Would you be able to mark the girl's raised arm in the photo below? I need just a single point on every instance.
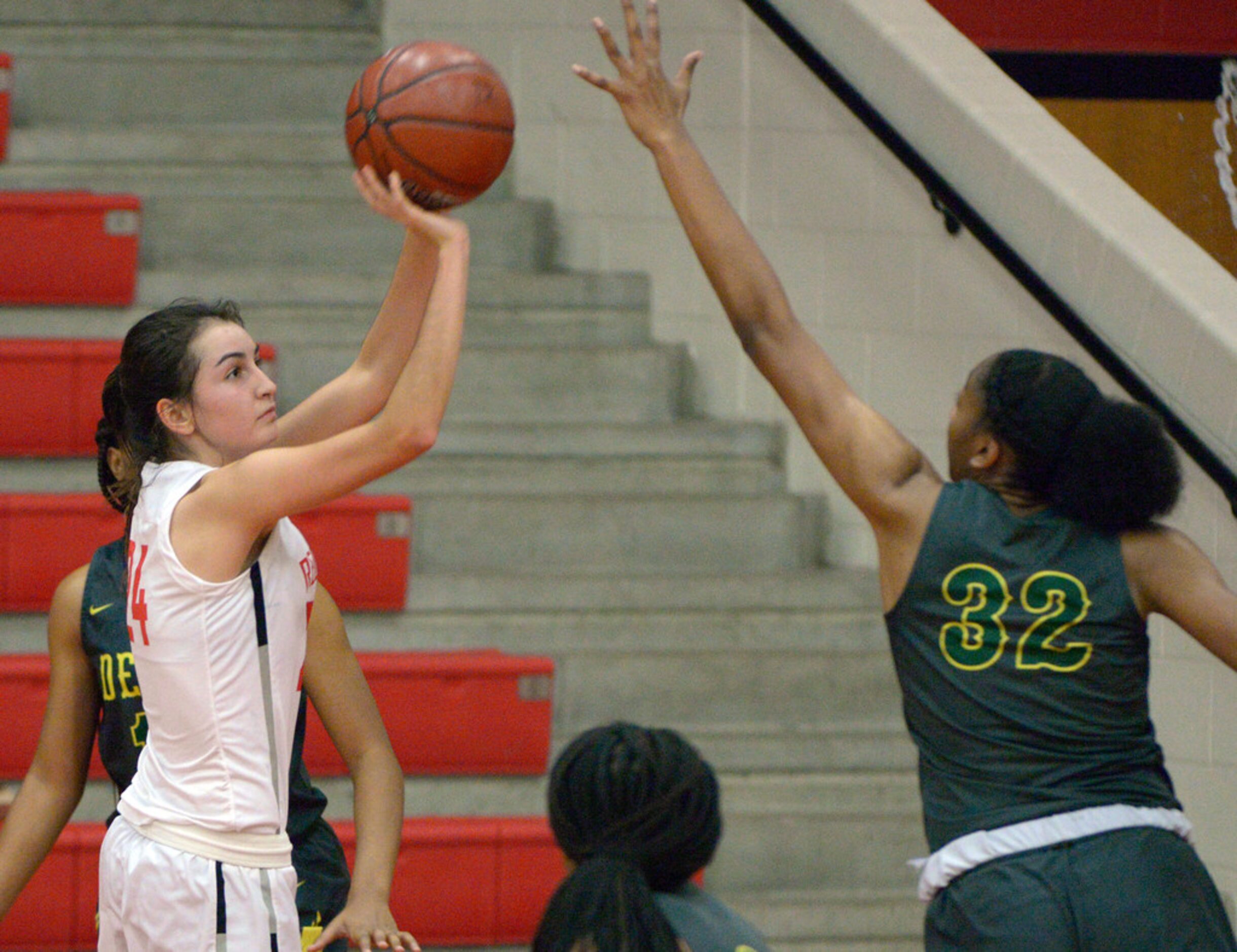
(215, 526)
(360, 391)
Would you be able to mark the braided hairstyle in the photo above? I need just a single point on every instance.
(1106, 463)
(636, 810)
(158, 361)
(109, 435)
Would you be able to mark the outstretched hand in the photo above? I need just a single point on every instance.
(391, 201)
(368, 927)
(652, 104)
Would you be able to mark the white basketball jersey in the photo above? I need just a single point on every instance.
(220, 667)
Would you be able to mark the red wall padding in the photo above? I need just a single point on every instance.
(44, 537)
(453, 713)
(458, 882)
(446, 714)
(50, 393)
(68, 248)
(471, 881)
(1098, 26)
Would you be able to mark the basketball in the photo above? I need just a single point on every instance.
(436, 113)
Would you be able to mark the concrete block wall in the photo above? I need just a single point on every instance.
(904, 308)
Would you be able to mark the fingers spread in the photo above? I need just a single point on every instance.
(608, 43)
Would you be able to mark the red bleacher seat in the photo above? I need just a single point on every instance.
(5, 96)
(453, 713)
(23, 702)
(451, 885)
(50, 393)
(471, 881)
(361, 547)
(531, 866)
(56, 910)
(68, 248)
(44, 537)
(446, 714)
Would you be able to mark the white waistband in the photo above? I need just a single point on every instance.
(264, 851)
(970, 851)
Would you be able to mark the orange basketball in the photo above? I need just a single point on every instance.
(436, 113)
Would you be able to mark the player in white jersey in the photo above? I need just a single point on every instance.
(220, 587)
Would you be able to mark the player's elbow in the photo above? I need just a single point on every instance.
(417, 440)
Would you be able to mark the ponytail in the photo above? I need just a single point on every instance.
(604, 905)
(158, 362)
(639, 812)
(1106, 463)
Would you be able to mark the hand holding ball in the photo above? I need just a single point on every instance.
(436, 113)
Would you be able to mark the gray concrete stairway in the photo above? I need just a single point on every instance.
(577, 503)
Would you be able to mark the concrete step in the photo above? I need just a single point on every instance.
(204, 13)
(625, 534)
(529, 385)
(82, 151)
(533, 459)
(818, 831)
(814, 686)
(844, 590)
(823, 919)
(128, 75)
(195, 157)
(294, 305)
(491, 477)
(250, 214)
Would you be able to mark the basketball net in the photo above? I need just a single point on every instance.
(1224, 154)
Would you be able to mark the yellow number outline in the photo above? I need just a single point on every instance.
(971, 631)
(1053, 609)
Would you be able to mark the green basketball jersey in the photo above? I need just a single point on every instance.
(1024, 666)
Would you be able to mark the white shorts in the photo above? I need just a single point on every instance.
(155, 898)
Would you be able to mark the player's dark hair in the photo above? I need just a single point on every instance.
(109, 435)
(158, 362)
(637, 810)
(1103, 461)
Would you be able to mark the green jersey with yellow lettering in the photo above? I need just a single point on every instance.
(322, 871)
(1024, 666)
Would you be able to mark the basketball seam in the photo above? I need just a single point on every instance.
(458, 67)
(451, 182)
(446, 123)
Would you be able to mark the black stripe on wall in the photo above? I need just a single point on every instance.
(1114, 76)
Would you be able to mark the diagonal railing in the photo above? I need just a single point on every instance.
(958, 212)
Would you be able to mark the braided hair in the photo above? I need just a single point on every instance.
(637, 810)
(109, 435)
(1106, 463)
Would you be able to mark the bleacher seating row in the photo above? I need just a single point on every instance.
(360, 544)
(446, 713)
(459, 882)
(5, 97)
(476, 881)
(50, 389)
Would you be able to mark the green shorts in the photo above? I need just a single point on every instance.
(1141, 889)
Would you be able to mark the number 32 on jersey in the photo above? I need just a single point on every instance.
(977, 640)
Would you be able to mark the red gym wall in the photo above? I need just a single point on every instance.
(1163, 148)
(1095, 26)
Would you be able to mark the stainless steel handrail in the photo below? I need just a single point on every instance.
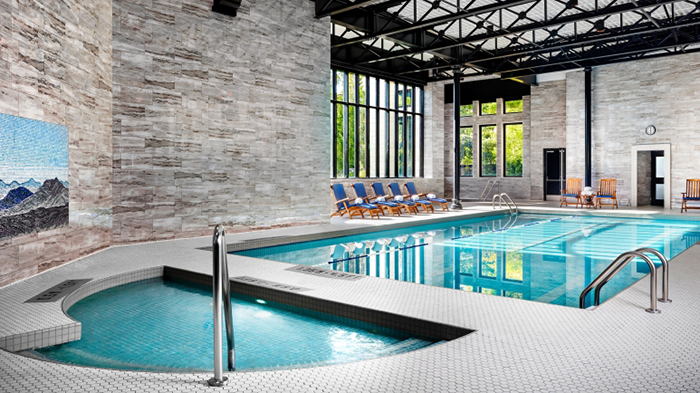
(511, 201)
(620, 262)
(513, 209)
(664, 276)
(221, 287)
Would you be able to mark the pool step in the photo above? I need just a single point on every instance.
(407, 345)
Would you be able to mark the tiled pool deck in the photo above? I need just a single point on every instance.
(517, 346)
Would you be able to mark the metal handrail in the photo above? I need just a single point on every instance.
(221, 287)
(511, 201)
(617, 265)
(664, 276)
(485, 193)
(513, 209)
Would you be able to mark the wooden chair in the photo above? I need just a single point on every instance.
(573, 190)
(411, 190)
(410, 207)
(361, 192)
(424, 203)
(345, 205)
(692, 193)
(608, 190)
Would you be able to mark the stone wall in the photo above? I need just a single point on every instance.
(55, 66)
(218, 119)
(548, 116)
(472, 187)
(626, 99)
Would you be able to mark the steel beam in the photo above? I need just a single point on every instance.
(437, 21)
(499, 33)
(334, 7)
(587, 125)
(456, 103)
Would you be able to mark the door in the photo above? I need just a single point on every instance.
(657, 178)
(554, 171)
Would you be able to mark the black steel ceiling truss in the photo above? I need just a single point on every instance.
(507, 37)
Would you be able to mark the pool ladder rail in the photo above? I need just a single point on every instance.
(512, 207)
(221, 287)
(620, 262)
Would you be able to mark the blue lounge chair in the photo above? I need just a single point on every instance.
(411, 189)
(410, 207)
(424, 203)
(392, 207)
(345, 205)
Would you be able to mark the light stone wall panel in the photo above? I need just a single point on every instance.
(218, 119)
(548, 118)
(56, 66)
(626, 99)
(472, 187)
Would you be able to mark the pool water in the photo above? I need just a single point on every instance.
(157, 325)
(544, 258)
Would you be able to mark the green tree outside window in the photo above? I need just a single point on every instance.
(489, 108)
(466, 110)
(514, 106)
(488, 151)
(513, 149)
(466, 146)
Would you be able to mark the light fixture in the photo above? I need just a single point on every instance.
(599, 26)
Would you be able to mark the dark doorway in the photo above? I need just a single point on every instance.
(657, 177)
(554, 171)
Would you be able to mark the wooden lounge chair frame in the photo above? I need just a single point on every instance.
(608, 190)
(443, 205)
(692, 193)
(425, 204)
(408, 205)
(394, 210)
(350, 207)
(573, 190)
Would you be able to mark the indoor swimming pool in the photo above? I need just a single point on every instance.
(543, 258)
(171, 329)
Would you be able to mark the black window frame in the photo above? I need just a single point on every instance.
(505, 146)
(416, 111)
(481, 108)
(481, 150)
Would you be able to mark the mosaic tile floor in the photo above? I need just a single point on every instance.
(518, 346)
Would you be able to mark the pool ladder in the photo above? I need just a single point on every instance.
(512, 207)
(620, 262)
(221, 287)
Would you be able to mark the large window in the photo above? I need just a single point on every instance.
(513, 149)
(466, 155)
(489, 108)
(377, 127)
(466, 110)
(488, 151)
(514, 106)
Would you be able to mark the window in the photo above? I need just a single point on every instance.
(466, 155)
(514, 106)
(488, 108)
(513, 149)
(377, 127)
(488, 151)
(489, 264)
(466, 110)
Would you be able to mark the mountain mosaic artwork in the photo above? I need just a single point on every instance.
(33, 176)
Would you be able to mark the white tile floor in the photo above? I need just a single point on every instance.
(518, 346)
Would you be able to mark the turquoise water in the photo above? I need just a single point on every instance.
(158, 325)
(544, 258)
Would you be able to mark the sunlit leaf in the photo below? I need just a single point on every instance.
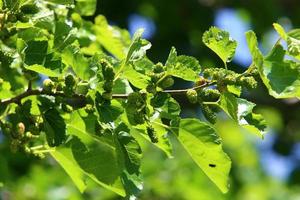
(204, 146)
(221, 43)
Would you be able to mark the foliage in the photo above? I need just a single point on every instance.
(101, 97)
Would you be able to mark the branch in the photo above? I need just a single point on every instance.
(30, 92)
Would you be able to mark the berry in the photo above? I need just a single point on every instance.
(67, 108)
(107, 70)
(48, 85)
(210, 95)
(152, 135)
(20, 129)
(29, 9)
(208, 113)
(158, 68)
(192, 95)
(167, 82)
(200, 81)
(70, 81)
(89, 108)
(82, 88)
(108, 85)
(250, 82)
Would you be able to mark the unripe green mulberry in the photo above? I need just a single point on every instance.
(158, 68)
(152, 135)
(82, 88)
(192, 95)
(20, 129)
(29, 9)
(67, 108)
(211, 95)
(107, 70)
(48, 85)
(207, 73)
(208, 113)
(108, 86)
(151, 88)
(70, 81)
(200, 81)
(89, 108)
(249, 82)
(167, 82)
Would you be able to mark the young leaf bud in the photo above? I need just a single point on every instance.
(200, 81)
(208, 113)
(20, 129)
(48, 85)
(89, 108)
(67, 108)
(158, 68)
(70, 81)
(152, 135)
(167, 82)
(192, 95)
(82, 88)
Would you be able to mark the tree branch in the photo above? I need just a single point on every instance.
(30, 92)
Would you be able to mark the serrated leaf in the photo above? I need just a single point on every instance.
(138, 47)
(204, 146)
(137, 79)
(65, 2)
(73, 57)
(114, 40)
(163, 143)
(241, 111)
(185, 67)
(5, 91)
(281, 77)
(42, 70)
(63, 35)
(54, 127)
(86, 7)
(221, 43)
(292, 38)
(35, 52)
(280, 30)
(109, 113)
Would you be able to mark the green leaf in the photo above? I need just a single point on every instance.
(281, 77)
(280, 30)
(89, 157)
(292, 38)
(64, 2)
(138, 47)
(241, 111)
(63, 35)
(63, 156)
(185, 67)
(73, 57)
(109, 113)
(137, 79)
(163, 143)
(35, 52)
(221, 43)
(114, 40)
(42, 70)
(5, 90)
(54, 127)
(86, 7)
(204, 146)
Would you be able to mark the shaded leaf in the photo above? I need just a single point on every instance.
(221, 43)
(185, 67)
(204, 146)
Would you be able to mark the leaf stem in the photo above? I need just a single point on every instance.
(36, 92)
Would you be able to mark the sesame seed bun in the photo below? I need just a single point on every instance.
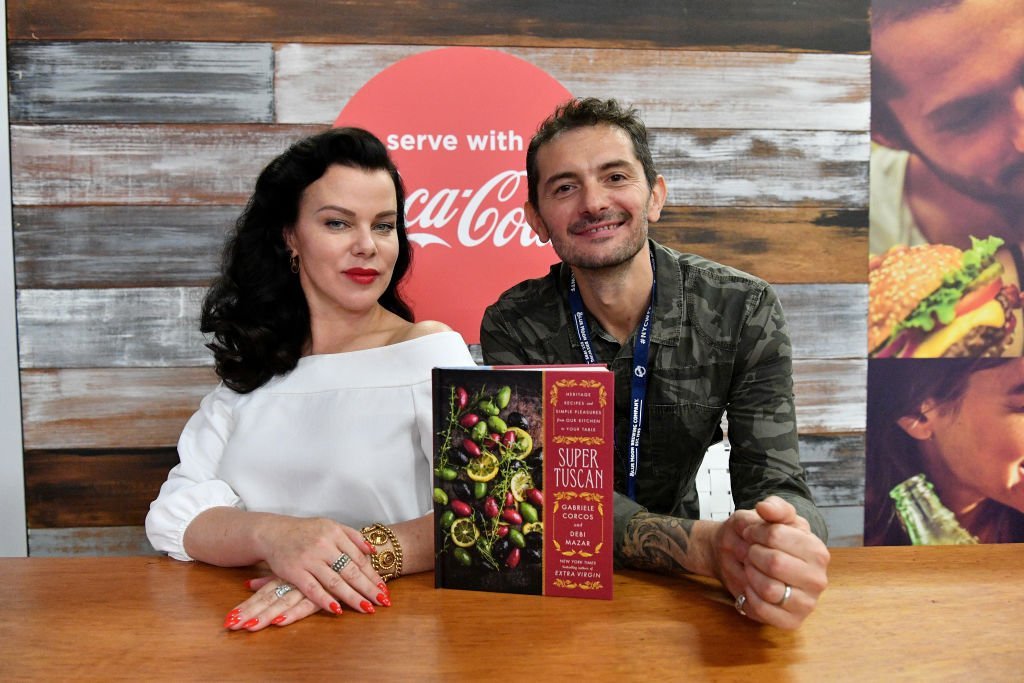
(901, 279)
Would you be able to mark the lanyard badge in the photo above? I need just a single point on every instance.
(638, 383)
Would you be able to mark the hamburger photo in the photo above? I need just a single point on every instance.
(933, 301)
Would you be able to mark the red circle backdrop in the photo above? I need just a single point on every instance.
(457, 122)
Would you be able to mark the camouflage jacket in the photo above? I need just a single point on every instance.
(719, 344)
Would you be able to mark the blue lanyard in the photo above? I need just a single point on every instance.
(638, 384)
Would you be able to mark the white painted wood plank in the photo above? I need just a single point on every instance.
(111, 408)
(672, 88)
(763, 167)
(141, 82)
(830, 395)
(76, 165)
(846, 525)
(165, 165)
(825, 321)
(144, 327)
(159, 327)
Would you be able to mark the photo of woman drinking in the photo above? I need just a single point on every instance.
(952, 427)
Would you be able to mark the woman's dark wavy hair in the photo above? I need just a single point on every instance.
(897, 387)
(255, 310)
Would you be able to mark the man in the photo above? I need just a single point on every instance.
(947, 121)
(717, 342)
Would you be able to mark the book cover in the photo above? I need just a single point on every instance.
(523, 462)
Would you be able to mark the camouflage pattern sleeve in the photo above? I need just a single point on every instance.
(499, 345)
(762, 417)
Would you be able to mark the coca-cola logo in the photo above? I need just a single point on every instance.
(457, 122)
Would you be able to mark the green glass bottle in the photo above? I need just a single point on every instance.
(925, 519)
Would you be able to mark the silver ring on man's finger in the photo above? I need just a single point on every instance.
(785, 596)
(740, 601)
(341, 562)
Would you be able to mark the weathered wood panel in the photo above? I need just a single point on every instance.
(137, 408)
(159, 327)
(763, 167)
(845, 529)
(141, 82)
(89, 541)
(672, 89)
(830, 395)
(142, 164)
(835, 467)
(110, 409)
(825, 321)
(118, 246)
(163, 165)
(846, 525)
(167, 246)
(87, 488)
(829, 26)
(125, 328)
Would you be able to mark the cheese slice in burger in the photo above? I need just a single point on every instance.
(939, 301)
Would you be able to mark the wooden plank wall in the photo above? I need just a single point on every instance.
(138, 127)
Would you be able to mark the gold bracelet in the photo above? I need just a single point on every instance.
(388, 562)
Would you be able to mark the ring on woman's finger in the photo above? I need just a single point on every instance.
(341, 562)
(785, 596)
(740, 601)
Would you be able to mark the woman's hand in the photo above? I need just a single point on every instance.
(274, 603)
(327, 565)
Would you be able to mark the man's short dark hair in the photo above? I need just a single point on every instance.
(583, 112)
(885, 86)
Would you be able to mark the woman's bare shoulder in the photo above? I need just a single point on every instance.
(422, 329)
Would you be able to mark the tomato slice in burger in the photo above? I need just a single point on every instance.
(978, 297)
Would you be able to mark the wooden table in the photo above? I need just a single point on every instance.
(890, 613)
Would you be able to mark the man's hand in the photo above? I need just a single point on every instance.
(770, 556)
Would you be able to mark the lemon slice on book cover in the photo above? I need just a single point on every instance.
(520, 482)
(483, 468)
(464, 532)
(523, 443)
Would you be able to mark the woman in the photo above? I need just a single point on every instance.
(961, 423)
(322, 425)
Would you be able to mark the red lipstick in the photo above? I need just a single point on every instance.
(363, 275)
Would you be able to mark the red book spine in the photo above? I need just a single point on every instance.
(579, 416)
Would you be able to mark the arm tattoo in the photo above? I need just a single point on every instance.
(657, 543)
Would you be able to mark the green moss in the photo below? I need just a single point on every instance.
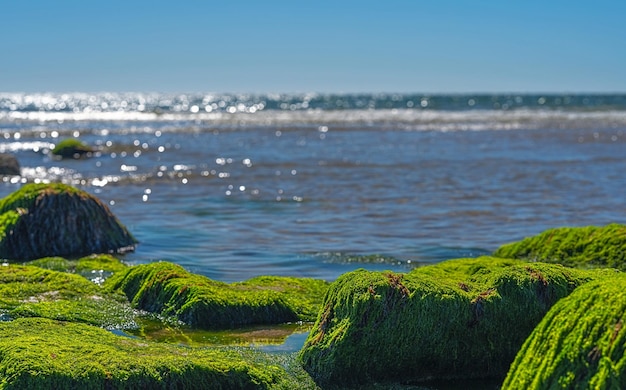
(94, 267)
(45, 354)
(198, 301)
(72, 148)
(28, 291)
(43, 220)
(459, 319)
(579, 344)
(585, 247)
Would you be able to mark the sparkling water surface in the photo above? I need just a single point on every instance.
(317, 185)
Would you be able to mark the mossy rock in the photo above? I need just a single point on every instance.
(456, 320)
(579, 344)
(44, 220)
(72, 148)
(46, 354)
(29, 291)
(9, 166)
(94, 267)
(583, 247)
(168, 289)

---

Please copy out the entries word for word, from the line containing "Would you be able to mark the mossy" through the final line above.

Would you be able to mark the mossy rock in the photo above? I need just a single point on every instance.
(456, 320)
(579, 344)
(44, 220)
(72, 148)
(46, 354)
(29, 291)
(9, 166)
(94, 267)
(583, 247)
(168, 289)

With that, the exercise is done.